### 提示文

——

それは何でかというと、手書きのほうが遅いからですね、何を書いて何を書かないかということを聞きながら考えなきゃいけないわけですね。
それで、深く考えることにつながるので、結果的にノートを見なくても考える過程があるから、記憶に残りやすいんじゃないかというふうに言われています。
だけどですね、それでもね、ちょっと僕は、そういう意味ではノートを取ることにも全く意味がないとは僕は思っていないんですね。
でも、パワーポイントを先生がもともと共有してくれたりですね、
そういう状況にまで、先生がパワーポイントを共有とかしてくれないから、
だから、その情報を書き留めるためにノートを取らなければいけないような事業というのが、まだね、大学とかでも時々聞くんですよ。
講義中にしっかりノートを取らないと、要するにそれが試験に出るから記録として残しておかなければいけないという話ですよね。
そういうので、そのノートを取るというのが非常に僕はもったいないというか、時間の無駄というか、しかも教育的な価値があまりないことだと僕は思っています。

——

### 記述課題
**1)** 提示文によると、手書きでノートを取る人は、話を聞きながら何を考えなければならないか。
**2)** 提示文の「それで、深く考えることにつな」から「学とかでも時々聞くんですよ。」までの部分を、一字も変えずに返しなさい。
**3)** 提示文では、手書きのノートが記憶に残りやすい理由をどのように説明しているか。一〜三文で述べなさい。

### 提供データ
——

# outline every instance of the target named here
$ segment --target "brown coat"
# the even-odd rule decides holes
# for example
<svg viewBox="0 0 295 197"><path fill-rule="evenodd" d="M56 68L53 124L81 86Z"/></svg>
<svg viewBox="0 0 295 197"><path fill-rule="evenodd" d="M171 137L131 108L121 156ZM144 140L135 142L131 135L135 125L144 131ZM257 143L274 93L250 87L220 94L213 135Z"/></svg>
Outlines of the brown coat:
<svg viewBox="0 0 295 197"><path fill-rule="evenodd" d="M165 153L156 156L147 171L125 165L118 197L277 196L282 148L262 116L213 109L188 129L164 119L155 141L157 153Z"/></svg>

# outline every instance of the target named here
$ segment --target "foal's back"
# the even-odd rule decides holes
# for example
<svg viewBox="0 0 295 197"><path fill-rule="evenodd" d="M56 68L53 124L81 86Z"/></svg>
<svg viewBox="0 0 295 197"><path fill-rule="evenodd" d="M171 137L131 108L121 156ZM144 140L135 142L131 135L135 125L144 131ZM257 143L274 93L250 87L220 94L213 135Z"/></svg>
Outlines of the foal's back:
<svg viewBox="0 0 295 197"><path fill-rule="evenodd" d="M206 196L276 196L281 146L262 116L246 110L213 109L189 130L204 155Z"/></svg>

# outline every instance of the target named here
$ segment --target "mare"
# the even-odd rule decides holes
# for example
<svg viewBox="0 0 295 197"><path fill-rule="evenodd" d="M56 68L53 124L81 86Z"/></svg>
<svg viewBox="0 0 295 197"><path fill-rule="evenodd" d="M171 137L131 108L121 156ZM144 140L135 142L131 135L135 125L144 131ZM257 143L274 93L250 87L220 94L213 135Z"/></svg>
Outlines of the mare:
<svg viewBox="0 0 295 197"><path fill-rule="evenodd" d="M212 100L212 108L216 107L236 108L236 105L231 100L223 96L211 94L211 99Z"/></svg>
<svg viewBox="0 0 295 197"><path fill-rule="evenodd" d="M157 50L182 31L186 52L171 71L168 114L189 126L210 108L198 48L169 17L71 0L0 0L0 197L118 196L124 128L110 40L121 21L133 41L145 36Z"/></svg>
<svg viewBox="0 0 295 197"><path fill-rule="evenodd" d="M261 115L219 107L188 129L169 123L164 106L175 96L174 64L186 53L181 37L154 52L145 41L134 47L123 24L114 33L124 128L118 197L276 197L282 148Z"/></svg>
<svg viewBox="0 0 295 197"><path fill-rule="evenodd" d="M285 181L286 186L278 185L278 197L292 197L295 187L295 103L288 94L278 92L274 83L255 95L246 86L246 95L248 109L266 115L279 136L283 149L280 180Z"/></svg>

——

### 課題の解答
**1)** 何を書いて何を書かないか。

**2)**
それで、深く考えることにつながるので、結果的にノートを見なくても考える過程があるから、記憶に残りやすいんじゃないかというふうに言われています。
だけどですね、それでもね、ちょっと僕は、そういう意味ではノートを取ることにも全く意味がないとは僕は思っていないんですね。
でも、パワーポイントを先生がもともと共有してくれたりですね、
そういう状況にまで、先生がパワーポイントを共有とかしてくれないから、
だから、その情報を書き留めるためにノートを取らなければいけないような事業というのが、まだね、大学とかでも時々聞くんですよ。

**3)** 手書きは遅いので、聞きながら何を書いて何を書かないかを考えなければならない。それが深く考えることにつながり、考える過程があるため、ノートを見なくても記憶に残りやすいと言われている。